** Opening Text block block **

Peter Thiel sitting at an interview. Photo: Adam Jeffery/CNBC Photo Bank via Getty Images
Palantir, a data-mining company created by Peter Thiel, is aiding government agencies by tracking American citizens using the War on Terror, as detailed in Bloomberg's Businessweek cover story.
How it works: The software analyzes items such as financial documents, cellphone records, social media posts and reservations to find connections human analysts may miss.
The backdrop:
- "Founded in 2004 by Peter Thiel and some fellow PayPal alumni, Palantir cut its teeth working for the Pentagon and the CIA in Afghanistan and Iraq."
- "The company’s engineers and products don’t do any spying themselves; they’re more like a spy’s brain, collecting and analyzing information that’s fed in from the hands, eyes, nose, and ears."
- "The software combs through disparate data sources — financial documents, airline reservations, cellphone records, social media postings — and searches for connections that human analysts might miss. It then presents the linkages in colorful, easy-to-interpret graphics that look like spider webs."

** Closing Text block block **

▶ Tasks for this exercise:
A: Can you give back the stretch of the Palantir article from "Peter Thiel sitting" through "analysts may miss.", renaming "Palantir" as "Palantir Technologies" throughout?
B: Can you extend the Palantir article beyond its last sentence?
The listing after this article is separate, unrelated material.

** Opening Data to examine block **

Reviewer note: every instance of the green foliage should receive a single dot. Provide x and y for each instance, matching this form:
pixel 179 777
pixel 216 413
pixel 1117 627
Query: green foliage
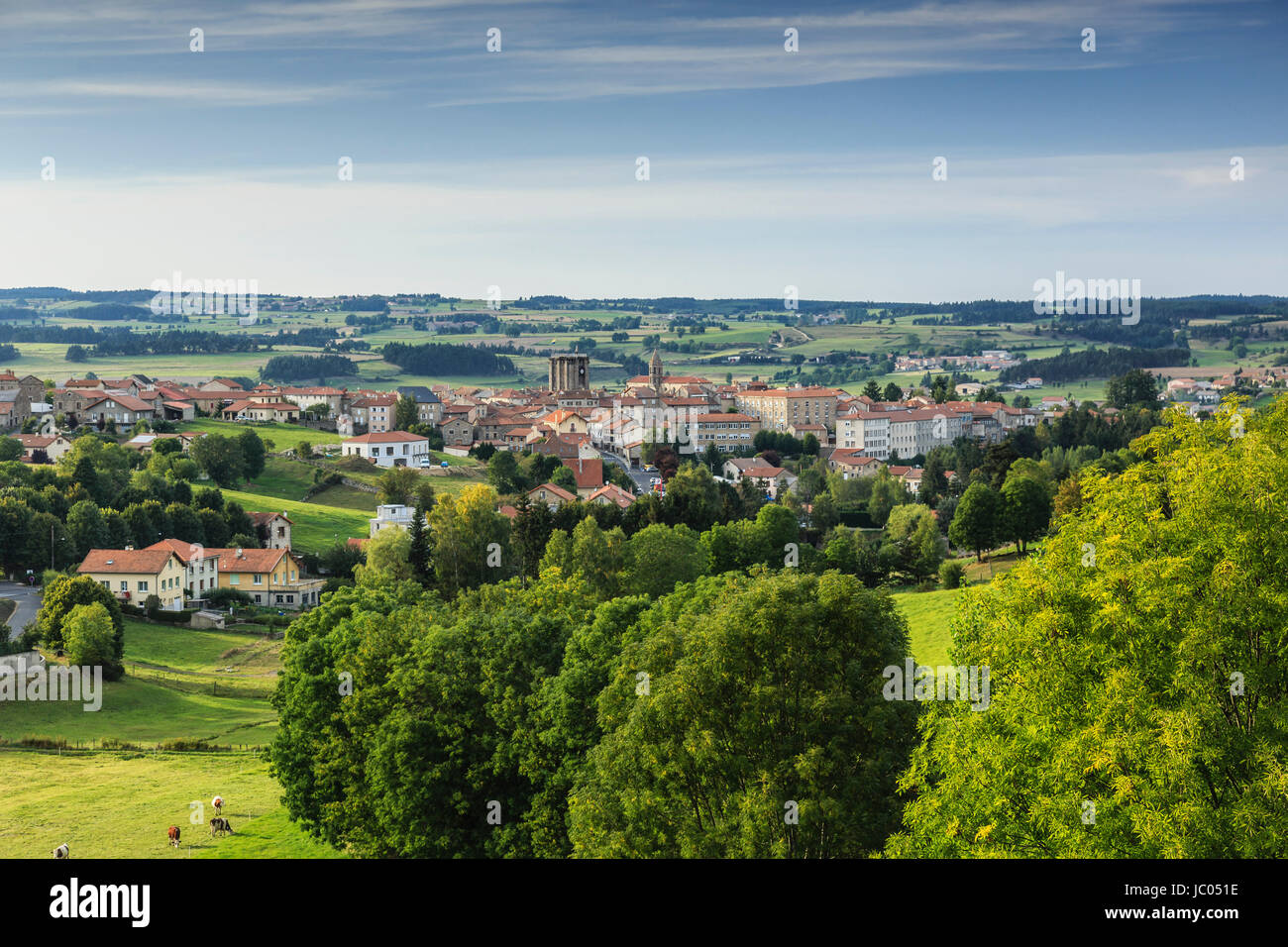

** Closing Data to examine block **

▶ Solved tasks:
A:
Peter Thiel sitting at an interview. Photo: Adam Jeffery/CNBC Photo Bank via Getty Images
Palantir Technologies, a data-mining company created by Peter Thiel, is aiding government agencies by tracking American citizens using the War on Terror, as detailed in Bloomberg's Businessweek cover story.
How it works: The software analyzes items such as financial documents, cellphone records, social media posts and reservations to find connections human analysts may miss.

B:
- "People and objects pop up on the Palantir screen inside boxes connected to other boxes by radiating lines labeled with the relationship: 'Colleague of,' 'Lives with,' 'Operator of [cell number],' 'Owner of [vehicle],' 'Sibling of,' even 'Lover of.'"
Who's using it:
- "The U.S. Department of Health and Human Services uses Palantir to detect Medicare fraud. The FBI uses it in criminal probes. The Department of Homeland Security deploys it to screen air travelers and keep tabs on immigrants."
- "Police and sheriff’s departments in New York, New Orleans, Chicago, and Los Angeles have also used it, frequently ensnaring in the digital dragnet people who aren’t suspected of committing any crime."